··· Excerpt to read
Kurt & Jimmie Part IV set for Watkins Glen
Associated Press
WATKINS GLEN, N.Y.
“You wrecked me!”
“Did not!”
“Did so!”
“It was an accident.”
“Was not.”
“Was so.”
Welcome to the prickly world of Kurt Busch and Jimmie Johnson, who just can’t seem to stay out of each other’s way on the racetrack.
Ever since Busch chanted “anyone but the 48” after Johnson drove his Hendrick Motorsports Chevy past Busch to win at Bristol in the fifth race of the Sprint Cup season, it’s almost been nobody but the 48 when the two have gotten close to each other on the track.
When Busch bumped Johnson out of the way to take the lead in the closing laps at New Hampshire in June, Johnson caught Busch, put a little bump on his No. 2 Penske Racing Dodge and slipped his No. 48 underneath with two laps to go, and won for the fifth time to tie Denny Hamlin for the series lead in victories.
“I don’t want people to think, ’Oh, I can knock the 48 out of the way because he’s not going to wreck me,”’ Johnson said after the race.
Last week at Pocono, it got worse when Johnson caused a stunning late-race crash that collected Elliott Sadler, Clint Bowyer and Busch. Replays showed the 48 appearing to hit Busch’s blue No. 2 from behind. Busch’s car swerved in front of Bowyer’s Chevy before slipping sideways into the infield grass and smashing into the infield barrier.
······
Task 1
Summarize the article on the Busch–Johnson rivalry in two sentences.
Task 2
Pick up the article on the Busch–Johnson rivalry after its final sentence and keep writing.
··· Information shown
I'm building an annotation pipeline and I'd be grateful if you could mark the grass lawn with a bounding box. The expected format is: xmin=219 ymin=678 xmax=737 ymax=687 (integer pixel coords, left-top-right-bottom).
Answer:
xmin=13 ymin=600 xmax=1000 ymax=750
······
Written response 1
Kurt Busch and Jimmie Johnson have kept running into each other on the track ever since Busch chanted "anyone but the 48" after Johnson passed him to win at Bristol in the fifth Sprint Cup race of the season. After Busch bumped Johnson aside late at New Hampshire in June, Johnson bumped him back to win, and last week at Pocono Johnson caused a late-race crash that collected Elliott Sadler, Clint Bowyer and Busch.

Written response 2
Busch walked away, the race was halted for 20-plus minutes while workers cleaned up extensive debris and welded the barrier back together, and after getting checked out by medics, Busch pointed blame straight at the number he has come to despise.
“I wrecked on the straightaway. Jimmie Johnson drove straight through us,” he said.
Johnson called Busch on Monday to talk. They say they’ve put the incidents in the rearview mirror.
“It was a racing incident and I hate that over the last year or two there have been a lot of those racing incidents, and he has certainly been on the losing end of that situation,” Johnson said between practices for today’s Cup race. “It is nothing intentional and nothing I have against him. He and I joked on the phone that we have these magnets we can’t get rid of.”
Joked?
“I may not intentionally try to wreck him,” Busch said. “It’s tough to put it behind me because I look at the wrecked race cars I have at the shop, where he goes to his shop and all those cars are pretty and clean. We’ve got a high car count of wrecked cars over at our shop and those guys on the 48, and even [Johnson’s teammate] Jeff Gordon, with what he did to us at Sonoma, it’s been definitely a one-way street right now.”
Late in the June race on the road course at Sonoma, Gordon and Busch were running side by side near the front when Gordon knocked the No. 2 off the racing surface. Busch, who had a similar confrontation with Johnson at Sonoma the previous year and finished 11 places behind the 48, finished 32nd after starting third.
Busch, a solid sixth in the standings with two wins, said his team was struggling with getting the damaged cars turned around quickly enough and has been hearing it from his crew.
“I feel bad for all the guys,” Busch said. “At the same time, it’s tough when they’re texting me, ’Hey man, we need to go wreck that guy. We need to put him on his lid,’ and have to manage everything.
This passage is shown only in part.